*** Document segment ***
Lo and Behold
Mindy Solomon is pleased to present Lo and Behold the inaugural solo exhibition of St. Louis based multidisciplinary artist Damon Davis. Drawing inspiration from deeply personal themes, Davis explores the notion of art as introspection and catharsis.
“This body of work presents three primary themes: family, place, and transition. Over the past decade, my life has been marked by significant losses – the deaths of loved ones, the destruction of my childhood home, breakups, and estrangement from friends and family. Through this experience, I’ve learned that change is inevitable, and grief and death are inherent parts of life’s journey. This exhibition is a partial attempt to understand, confront, and ultimately accept that everything has a beginning and an end, often without clear answers.
Art-making has been a therapeutic practice for me, and this work is the culmination of living and processing my experiences. Additionally, much of my art explores the collective identities and experiences that shape my life – those related to race, gender, class, and more. This show is a deeply personal exploration of my individual identity as a man approaching middle age, grappling with mortality and grief. The diverse range of mediums used in this exhibition – etchings, paintings, assemblage sculpture, and video art – come together to create a rich tapestry that expresses the full spectrum of emotions I’ve encountered over the past few years. My work remains focused on themes of identity, power, and myth, which are woven throughout this show. Myth-building is a dominant element in this body of work, as I’ve created small myths and characters to serve as metaphors for myself and my experiences.”
*** End of Document segment ***
◆ Questions on the material:
1 - Answer these questions about the exhibition text:
(a) In which city is Damon Davis based?
(b) What three primary themes does the body of work present?
(c) Which mediums are used in the exhibition?
2 - Summarize the exhibition text in two sentences.
Rely solely on the exhibition text for the answers.
*** Supplied entries ***
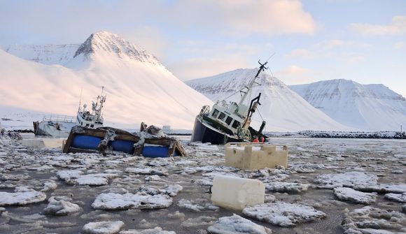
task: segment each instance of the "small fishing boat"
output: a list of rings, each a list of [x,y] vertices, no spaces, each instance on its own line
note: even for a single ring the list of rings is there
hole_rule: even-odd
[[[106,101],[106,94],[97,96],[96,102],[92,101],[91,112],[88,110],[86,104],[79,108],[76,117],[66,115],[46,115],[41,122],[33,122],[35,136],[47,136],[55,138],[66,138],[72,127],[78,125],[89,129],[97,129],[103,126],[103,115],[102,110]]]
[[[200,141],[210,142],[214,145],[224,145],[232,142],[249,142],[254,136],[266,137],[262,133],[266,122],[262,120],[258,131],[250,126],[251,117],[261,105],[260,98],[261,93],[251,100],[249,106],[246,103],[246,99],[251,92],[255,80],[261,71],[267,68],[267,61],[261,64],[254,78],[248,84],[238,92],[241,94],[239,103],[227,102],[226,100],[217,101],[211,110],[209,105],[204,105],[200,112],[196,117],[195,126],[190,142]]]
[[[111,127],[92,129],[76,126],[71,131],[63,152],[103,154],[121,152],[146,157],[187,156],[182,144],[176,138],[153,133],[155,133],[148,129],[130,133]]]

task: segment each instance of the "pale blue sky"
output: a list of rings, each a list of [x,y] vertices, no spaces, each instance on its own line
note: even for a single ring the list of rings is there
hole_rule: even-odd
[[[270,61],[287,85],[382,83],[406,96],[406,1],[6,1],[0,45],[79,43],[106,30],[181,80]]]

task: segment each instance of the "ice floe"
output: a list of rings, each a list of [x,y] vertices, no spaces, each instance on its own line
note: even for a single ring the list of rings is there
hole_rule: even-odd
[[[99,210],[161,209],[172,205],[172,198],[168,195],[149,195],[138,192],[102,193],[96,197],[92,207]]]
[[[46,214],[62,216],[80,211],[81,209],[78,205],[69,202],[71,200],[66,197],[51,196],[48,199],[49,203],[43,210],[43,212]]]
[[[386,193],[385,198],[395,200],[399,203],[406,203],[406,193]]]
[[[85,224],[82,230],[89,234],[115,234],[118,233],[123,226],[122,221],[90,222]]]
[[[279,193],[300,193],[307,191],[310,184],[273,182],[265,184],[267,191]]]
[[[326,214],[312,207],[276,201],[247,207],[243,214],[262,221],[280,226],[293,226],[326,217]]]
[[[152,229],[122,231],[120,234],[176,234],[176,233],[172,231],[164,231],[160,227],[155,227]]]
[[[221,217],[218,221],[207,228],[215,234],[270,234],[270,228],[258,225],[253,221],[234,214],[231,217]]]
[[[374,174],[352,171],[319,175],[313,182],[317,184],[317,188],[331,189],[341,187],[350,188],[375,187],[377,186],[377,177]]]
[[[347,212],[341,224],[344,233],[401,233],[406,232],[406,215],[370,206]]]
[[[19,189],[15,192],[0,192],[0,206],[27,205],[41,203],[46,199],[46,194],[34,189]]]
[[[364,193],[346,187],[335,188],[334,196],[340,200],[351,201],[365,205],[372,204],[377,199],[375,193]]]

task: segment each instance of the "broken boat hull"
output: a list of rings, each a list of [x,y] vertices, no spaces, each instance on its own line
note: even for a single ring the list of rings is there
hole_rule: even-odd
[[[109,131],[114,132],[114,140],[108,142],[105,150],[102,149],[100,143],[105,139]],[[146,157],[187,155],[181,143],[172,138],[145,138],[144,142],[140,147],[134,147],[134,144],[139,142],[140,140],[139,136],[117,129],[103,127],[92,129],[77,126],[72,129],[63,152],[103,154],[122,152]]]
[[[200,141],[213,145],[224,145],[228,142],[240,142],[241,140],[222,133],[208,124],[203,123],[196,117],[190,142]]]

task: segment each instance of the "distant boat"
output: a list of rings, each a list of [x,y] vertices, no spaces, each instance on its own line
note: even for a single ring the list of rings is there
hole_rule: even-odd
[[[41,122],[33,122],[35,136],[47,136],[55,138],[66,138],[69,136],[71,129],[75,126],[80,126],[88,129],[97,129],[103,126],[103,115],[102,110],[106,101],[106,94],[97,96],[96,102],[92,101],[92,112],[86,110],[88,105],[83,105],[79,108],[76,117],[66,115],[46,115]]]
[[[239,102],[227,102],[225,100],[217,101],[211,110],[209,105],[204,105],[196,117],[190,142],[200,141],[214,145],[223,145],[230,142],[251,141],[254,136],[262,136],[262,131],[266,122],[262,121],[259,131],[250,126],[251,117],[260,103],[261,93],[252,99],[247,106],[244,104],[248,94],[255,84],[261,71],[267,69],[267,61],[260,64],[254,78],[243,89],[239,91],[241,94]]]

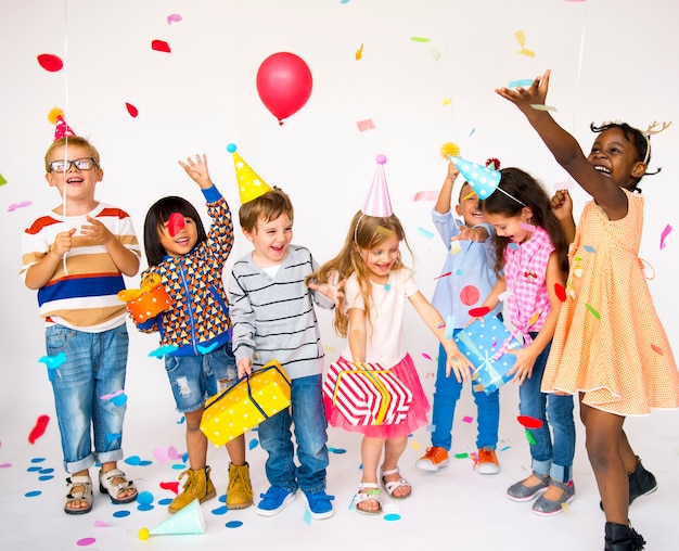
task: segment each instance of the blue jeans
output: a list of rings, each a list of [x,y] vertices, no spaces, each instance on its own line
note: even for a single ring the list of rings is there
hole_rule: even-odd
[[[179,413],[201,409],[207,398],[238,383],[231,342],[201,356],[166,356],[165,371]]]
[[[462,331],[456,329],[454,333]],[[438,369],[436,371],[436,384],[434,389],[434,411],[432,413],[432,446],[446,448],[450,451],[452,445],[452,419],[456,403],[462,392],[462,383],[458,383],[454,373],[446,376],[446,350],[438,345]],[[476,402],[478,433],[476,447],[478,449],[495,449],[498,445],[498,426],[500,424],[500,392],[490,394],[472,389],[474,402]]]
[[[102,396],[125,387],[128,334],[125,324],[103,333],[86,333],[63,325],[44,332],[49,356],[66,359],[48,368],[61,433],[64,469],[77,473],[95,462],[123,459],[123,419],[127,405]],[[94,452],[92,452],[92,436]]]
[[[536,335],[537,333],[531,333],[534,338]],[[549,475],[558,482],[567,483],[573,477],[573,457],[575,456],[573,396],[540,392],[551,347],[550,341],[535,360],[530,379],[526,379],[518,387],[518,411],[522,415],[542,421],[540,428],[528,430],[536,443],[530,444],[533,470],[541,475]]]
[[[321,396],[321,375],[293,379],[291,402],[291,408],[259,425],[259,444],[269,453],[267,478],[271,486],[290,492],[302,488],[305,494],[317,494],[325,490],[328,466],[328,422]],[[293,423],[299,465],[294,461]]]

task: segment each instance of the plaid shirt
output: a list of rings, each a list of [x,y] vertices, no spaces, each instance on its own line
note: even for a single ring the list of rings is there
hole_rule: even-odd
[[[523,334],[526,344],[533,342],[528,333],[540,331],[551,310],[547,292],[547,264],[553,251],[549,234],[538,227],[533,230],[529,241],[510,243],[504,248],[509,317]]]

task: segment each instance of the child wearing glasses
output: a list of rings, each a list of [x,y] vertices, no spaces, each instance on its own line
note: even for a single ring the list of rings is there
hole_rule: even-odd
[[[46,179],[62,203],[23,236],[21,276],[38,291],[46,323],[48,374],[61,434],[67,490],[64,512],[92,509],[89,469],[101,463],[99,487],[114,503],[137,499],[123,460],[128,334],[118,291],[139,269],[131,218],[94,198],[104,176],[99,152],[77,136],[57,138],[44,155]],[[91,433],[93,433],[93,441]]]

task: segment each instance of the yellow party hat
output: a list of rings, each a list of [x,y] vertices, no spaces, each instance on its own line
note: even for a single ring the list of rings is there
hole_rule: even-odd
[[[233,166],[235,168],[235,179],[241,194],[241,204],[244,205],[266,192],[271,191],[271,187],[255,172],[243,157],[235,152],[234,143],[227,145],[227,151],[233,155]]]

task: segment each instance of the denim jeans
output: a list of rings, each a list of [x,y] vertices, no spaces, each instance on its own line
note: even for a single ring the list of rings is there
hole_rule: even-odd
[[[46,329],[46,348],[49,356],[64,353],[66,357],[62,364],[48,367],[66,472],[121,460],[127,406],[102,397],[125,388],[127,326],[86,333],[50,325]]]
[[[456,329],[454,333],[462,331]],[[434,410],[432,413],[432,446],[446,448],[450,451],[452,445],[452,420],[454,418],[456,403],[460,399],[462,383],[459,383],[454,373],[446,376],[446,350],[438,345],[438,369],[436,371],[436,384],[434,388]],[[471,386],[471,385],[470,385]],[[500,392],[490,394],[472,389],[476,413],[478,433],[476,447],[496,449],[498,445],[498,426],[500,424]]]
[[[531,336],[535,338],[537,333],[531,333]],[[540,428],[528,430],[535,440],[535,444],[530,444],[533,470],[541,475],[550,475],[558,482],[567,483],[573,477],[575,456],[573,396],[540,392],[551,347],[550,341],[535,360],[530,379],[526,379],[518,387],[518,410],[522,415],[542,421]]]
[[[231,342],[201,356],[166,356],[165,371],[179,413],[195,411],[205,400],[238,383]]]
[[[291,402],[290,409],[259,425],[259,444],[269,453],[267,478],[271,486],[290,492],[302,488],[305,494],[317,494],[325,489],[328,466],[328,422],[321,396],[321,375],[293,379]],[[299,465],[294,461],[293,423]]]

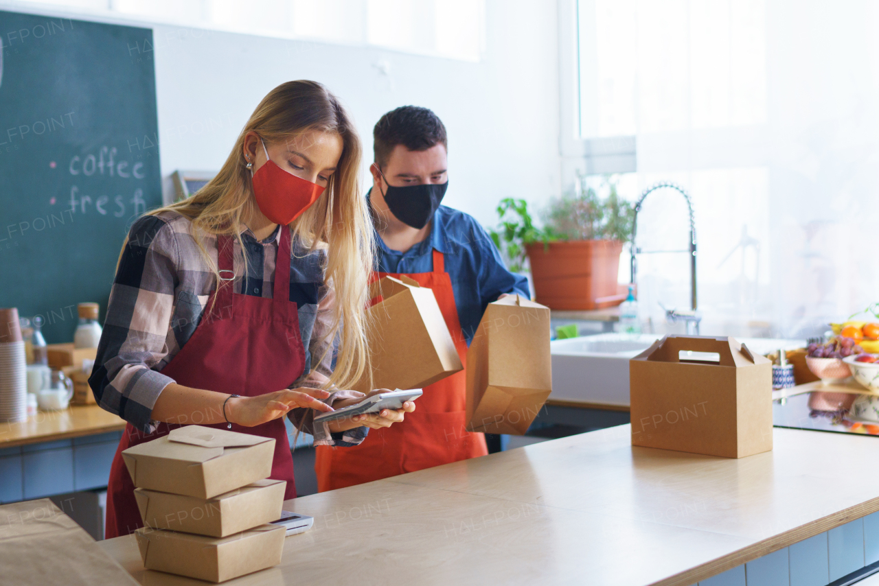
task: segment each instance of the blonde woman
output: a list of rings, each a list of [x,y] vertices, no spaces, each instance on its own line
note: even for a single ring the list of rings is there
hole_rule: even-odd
*** End of Supplied entries ***
*** Supplied entries ***
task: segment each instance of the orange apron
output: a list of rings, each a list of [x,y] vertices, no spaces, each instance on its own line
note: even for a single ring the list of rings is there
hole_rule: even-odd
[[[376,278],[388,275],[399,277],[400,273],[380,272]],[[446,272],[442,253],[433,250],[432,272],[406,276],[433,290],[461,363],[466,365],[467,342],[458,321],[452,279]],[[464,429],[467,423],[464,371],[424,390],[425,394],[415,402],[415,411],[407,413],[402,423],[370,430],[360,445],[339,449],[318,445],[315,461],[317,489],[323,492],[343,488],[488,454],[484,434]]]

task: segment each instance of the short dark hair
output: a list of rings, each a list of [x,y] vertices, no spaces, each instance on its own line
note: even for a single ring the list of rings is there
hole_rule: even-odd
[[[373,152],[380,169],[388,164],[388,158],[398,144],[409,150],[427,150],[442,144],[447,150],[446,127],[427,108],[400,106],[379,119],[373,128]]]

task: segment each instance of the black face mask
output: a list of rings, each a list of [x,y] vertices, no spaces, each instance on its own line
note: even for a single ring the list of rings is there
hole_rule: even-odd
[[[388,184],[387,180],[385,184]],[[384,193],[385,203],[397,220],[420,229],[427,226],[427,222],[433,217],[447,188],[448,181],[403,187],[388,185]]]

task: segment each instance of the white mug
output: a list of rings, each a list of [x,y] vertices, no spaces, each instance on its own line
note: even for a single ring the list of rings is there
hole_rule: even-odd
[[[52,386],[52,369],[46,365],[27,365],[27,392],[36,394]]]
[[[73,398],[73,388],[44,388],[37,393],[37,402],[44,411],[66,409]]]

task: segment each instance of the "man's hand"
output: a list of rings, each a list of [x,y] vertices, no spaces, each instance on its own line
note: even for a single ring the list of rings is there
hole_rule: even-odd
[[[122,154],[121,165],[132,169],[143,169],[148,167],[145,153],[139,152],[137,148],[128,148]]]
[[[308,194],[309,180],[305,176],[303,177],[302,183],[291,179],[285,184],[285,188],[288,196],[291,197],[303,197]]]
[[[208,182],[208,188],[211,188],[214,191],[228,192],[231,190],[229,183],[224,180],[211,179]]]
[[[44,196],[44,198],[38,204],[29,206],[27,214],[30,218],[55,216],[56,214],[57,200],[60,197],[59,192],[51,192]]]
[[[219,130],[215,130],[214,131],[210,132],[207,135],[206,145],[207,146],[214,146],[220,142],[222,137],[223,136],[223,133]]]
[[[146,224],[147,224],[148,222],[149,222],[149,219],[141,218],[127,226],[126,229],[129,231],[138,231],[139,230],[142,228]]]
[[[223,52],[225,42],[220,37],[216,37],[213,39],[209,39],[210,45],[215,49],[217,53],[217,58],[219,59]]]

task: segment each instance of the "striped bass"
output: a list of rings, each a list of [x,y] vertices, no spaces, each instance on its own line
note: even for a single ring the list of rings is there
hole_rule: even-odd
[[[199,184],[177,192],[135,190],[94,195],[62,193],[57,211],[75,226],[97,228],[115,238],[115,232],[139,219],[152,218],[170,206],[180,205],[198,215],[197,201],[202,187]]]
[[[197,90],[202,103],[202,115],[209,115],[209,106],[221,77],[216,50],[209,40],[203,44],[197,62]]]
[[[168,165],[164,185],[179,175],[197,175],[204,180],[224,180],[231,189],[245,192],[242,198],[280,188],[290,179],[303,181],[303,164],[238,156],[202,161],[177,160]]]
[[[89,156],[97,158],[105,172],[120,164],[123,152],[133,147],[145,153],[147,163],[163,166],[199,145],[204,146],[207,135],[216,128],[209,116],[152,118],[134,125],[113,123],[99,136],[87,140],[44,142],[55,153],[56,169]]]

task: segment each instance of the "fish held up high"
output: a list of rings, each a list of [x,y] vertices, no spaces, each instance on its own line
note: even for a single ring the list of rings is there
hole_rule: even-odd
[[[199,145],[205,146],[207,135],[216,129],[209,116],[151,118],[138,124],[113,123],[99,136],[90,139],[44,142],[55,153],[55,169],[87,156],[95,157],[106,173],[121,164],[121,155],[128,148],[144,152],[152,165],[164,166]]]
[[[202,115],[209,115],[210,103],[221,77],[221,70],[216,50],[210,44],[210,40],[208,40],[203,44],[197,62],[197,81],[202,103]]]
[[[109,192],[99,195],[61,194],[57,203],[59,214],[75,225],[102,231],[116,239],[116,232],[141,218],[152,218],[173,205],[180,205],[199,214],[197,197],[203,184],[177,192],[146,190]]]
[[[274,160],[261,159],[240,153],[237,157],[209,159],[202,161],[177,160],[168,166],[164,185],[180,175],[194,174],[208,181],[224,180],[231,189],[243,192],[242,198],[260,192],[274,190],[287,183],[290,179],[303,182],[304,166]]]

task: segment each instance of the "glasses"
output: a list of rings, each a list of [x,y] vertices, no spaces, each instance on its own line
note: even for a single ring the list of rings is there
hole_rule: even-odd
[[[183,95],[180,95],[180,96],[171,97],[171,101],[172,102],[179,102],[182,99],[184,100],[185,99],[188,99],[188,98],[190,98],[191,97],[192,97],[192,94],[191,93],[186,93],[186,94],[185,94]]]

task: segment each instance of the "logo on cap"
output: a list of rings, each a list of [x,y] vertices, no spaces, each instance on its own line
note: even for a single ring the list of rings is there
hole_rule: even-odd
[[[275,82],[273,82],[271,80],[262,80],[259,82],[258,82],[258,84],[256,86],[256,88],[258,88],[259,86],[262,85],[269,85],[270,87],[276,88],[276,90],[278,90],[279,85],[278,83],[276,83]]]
*** End of Supplied entries ***
*** Supplied entries ***
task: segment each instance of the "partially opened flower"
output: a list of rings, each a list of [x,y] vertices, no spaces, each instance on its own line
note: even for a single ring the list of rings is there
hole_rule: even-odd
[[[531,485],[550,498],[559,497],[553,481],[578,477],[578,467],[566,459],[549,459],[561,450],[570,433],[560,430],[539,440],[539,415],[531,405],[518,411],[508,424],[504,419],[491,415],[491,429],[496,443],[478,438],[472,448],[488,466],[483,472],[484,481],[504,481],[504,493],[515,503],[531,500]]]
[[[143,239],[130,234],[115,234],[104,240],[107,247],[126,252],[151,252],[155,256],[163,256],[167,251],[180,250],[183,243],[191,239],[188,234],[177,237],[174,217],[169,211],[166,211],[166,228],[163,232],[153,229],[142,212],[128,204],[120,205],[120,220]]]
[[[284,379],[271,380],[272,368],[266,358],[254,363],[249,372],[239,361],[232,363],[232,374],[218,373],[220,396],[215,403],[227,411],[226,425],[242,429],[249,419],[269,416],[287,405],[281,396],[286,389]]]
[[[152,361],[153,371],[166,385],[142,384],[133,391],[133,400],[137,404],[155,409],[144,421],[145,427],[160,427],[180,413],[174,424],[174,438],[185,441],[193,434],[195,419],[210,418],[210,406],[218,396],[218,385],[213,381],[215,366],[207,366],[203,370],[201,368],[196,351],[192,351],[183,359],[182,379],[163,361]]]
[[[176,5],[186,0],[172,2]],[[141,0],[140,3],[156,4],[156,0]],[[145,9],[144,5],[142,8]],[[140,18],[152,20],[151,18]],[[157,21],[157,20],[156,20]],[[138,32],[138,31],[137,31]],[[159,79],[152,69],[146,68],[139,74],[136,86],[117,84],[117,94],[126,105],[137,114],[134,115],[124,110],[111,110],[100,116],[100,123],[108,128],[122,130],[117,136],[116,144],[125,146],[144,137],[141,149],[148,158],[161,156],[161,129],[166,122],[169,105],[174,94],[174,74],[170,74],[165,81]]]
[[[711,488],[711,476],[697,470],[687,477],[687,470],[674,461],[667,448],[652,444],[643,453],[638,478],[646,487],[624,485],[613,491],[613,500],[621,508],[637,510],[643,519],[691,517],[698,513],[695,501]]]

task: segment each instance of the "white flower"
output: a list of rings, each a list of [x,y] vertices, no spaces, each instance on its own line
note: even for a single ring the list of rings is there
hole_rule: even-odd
*** End of Supplied entries ***
◆ Written responses:
1 -
(a) St. Louis
(b) Family, place, and transition
(c) Etchings, paintings, assemblage sculpture, and video art

2 - Mindy Solomon presents Lo and Behold, the inaugural solo exhibition of St. Louis based multidisciplinary artist Damon Davis, whose work centers on family, place, and transition after a decade of significant losses. Davis describes the show as an attempt to understand and accept that everything has a beginning and an end, using etchings, paintings, assemblage sculpture, and video art, along with small myths and characters that serve as metaphors for himself and his experiences.